EXERCISE TASK: Extend the forum post on riot preparedness past its final sentence, keeping the poster's voice.

TEXT BLOCK:
* Start *

# Riots



## ras1219como (Jan 15, 2013)

Recently Pyro created a thread discussing tactical vests and the discussion hit on riots. So rather than thread jack I have created this thread to discuss riot preparedness.

We all know that riots are very likely to break out soon after the SHTF and many will occur in highly populated areas. Best solution don't be in an area where riots are likely. but if you find yourself in the middle of one you should remember a few things.

1. riot control is for people with training, equipment, and man power. 
2. get away as quickly as you can. if getting away is not an option find a secure location where you can safely wait it out. 
3. you dont want to be in the middle injuries are likely when hoards of people start rioting. 

It is highly likely that there will be LEO and perhaps even Military attempting to control the rioting crowd. It's also highly likely that OC and pepper spray will be used.

* End *

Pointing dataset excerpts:

* Start *

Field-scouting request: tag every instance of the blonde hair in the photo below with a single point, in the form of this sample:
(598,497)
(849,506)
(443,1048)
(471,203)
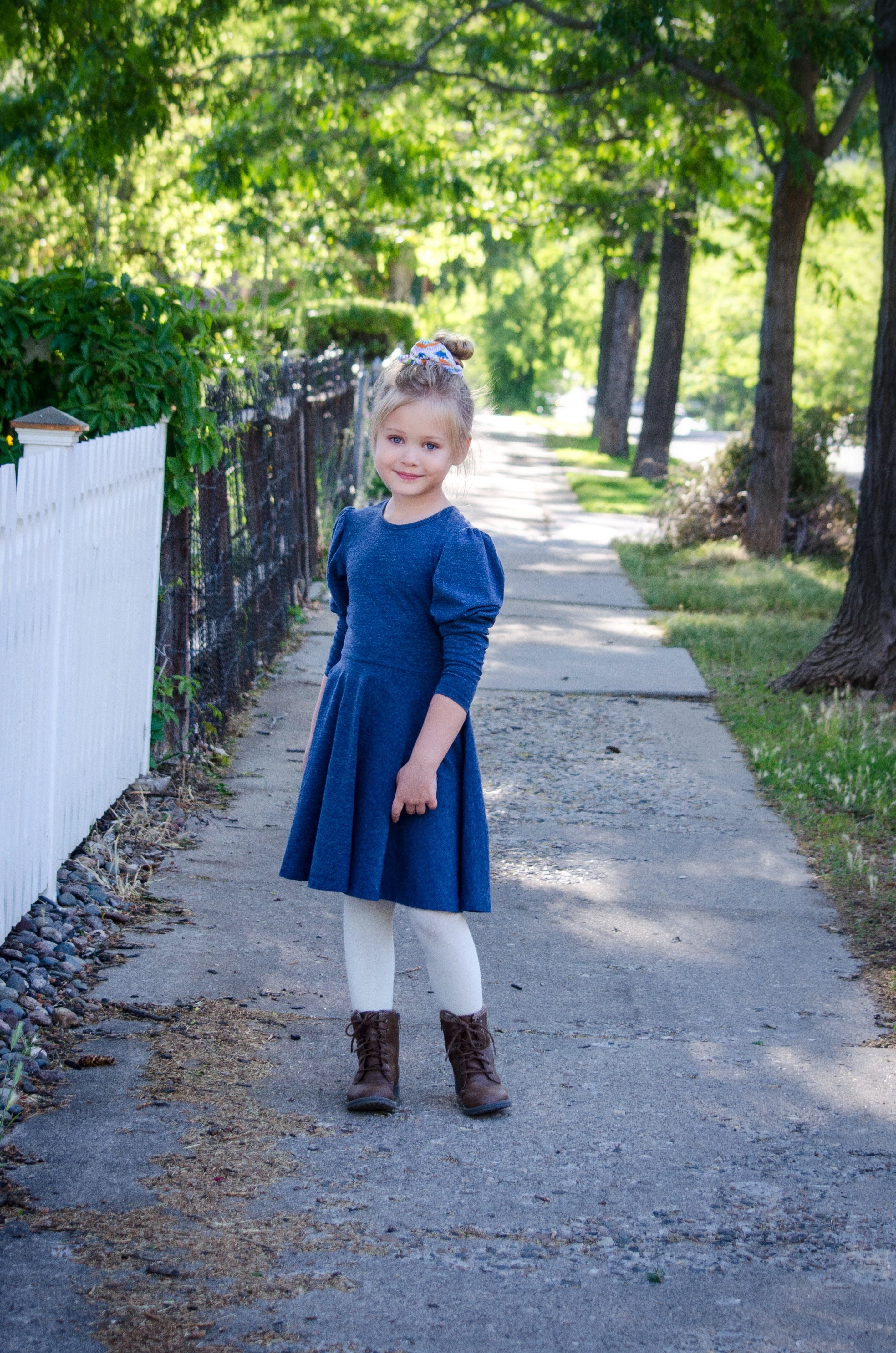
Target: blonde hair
(405,383)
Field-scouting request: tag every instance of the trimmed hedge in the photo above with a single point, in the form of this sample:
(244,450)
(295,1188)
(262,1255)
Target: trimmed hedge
(358,324)
(117,356)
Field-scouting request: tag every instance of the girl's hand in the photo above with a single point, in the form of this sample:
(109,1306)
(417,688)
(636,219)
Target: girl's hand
(415,789)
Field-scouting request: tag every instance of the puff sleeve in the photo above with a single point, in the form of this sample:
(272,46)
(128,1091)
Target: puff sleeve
(467,596)
(338,585)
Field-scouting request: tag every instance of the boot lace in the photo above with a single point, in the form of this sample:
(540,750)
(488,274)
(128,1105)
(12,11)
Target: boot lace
(471,1042)
(373,1052)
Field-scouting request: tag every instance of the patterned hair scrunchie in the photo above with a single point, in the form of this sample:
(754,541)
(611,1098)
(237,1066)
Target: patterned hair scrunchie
(428,350)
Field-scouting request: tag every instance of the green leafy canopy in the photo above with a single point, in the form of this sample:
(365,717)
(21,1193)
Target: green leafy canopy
(117,356)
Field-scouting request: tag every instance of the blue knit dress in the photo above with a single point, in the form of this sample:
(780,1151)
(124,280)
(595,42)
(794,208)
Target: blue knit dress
(415,607)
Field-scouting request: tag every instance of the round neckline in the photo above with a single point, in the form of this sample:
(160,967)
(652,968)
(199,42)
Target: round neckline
(407,525)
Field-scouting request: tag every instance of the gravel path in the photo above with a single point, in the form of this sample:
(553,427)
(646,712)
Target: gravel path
(699,1156)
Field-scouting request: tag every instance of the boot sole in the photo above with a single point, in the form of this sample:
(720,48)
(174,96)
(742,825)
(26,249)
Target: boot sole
(371,1106)
(485,1109)
(374,1105)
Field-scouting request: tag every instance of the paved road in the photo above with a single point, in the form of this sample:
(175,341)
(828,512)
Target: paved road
(679,1026)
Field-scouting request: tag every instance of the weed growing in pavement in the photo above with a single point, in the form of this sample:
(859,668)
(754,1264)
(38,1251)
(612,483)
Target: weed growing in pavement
(19,1048)
(826,762)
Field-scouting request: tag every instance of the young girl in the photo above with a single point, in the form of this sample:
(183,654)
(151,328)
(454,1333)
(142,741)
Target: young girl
(390,809)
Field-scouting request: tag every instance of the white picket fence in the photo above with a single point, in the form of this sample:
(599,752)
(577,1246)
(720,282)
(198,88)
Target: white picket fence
(80,535)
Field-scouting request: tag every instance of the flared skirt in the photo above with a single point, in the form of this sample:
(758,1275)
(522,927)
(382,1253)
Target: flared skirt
(343,838)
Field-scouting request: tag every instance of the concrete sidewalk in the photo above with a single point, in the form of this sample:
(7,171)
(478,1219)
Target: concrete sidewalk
(675,1011)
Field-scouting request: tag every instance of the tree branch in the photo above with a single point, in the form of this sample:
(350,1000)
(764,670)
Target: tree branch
(766,159)
(600,83)
(561,21)
(723,86)
(848,114)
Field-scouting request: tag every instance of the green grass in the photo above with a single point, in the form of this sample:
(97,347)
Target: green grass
(827,762)
(604,483)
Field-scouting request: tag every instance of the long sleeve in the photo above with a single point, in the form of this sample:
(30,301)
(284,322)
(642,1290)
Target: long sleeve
(338,585)
(467,596)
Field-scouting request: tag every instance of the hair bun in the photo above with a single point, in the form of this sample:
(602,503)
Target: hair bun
(457,345)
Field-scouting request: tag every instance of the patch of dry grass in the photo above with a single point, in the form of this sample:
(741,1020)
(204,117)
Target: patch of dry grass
(167,1272)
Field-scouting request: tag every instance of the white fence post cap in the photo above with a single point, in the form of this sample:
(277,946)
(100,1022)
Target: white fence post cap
(48,428)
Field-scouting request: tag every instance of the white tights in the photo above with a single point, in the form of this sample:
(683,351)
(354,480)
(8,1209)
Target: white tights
(370,956)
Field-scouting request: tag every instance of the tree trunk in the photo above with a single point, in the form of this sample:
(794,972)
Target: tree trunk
(773,421)
(652,459)
(623,351)
(611,283)
(860,650)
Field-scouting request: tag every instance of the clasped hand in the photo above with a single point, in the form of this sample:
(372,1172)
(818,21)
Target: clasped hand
(415,789)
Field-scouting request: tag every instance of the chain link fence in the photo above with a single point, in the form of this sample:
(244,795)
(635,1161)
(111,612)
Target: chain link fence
(246,553)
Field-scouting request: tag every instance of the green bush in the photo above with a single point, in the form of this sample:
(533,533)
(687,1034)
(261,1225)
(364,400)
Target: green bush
(117,356)
(711,504)
(374,328)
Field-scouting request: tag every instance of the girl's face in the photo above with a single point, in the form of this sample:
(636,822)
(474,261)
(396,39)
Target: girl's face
(415,451)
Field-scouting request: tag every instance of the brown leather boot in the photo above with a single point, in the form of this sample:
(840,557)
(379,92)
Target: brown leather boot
(470,1049)
(375,1037)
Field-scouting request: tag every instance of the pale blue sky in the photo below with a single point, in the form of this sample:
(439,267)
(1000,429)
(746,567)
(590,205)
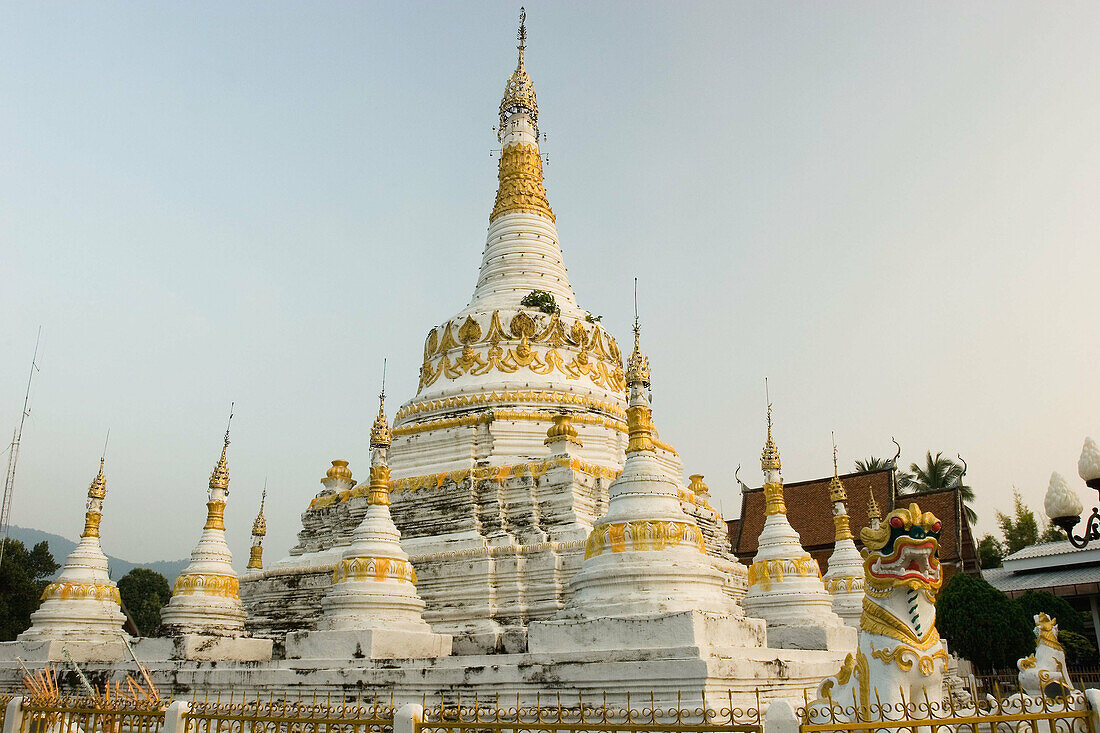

* End *

OUTPUT:
If you aren't directly involved you'll most likely get the gaseous fog in the air if you're in close proximity. It's quite easy to train yourself, through repeated exposure, to run and fight under an indirect hit. I've been sprayed indirectly/been in the fog numerous times, mostly by other cops (accidentally of course), and I've gotten to the point where I cough a little but have no problems completing my duties. A direct hit is another story but is unlikely if you aren't involved in the riot. A direct hit will burn like the dickens for days and will likely incapacitate you for an hour or so. You will still be able to run and fight but only for about 30 seconds to a minute. After that small window you'll be snoting and tearing up. If you are directly hit with spray do not rub your eyes. Flush your eyes with water and baby shampoo (if practical) and allow moving air to hit your eyeballs. you will have to hold your eyelids open because the instinct is for them to clamp shut. After the initial burn subsides to a tolerable level it will be reactivated each time water hits it for about 24-36 hours.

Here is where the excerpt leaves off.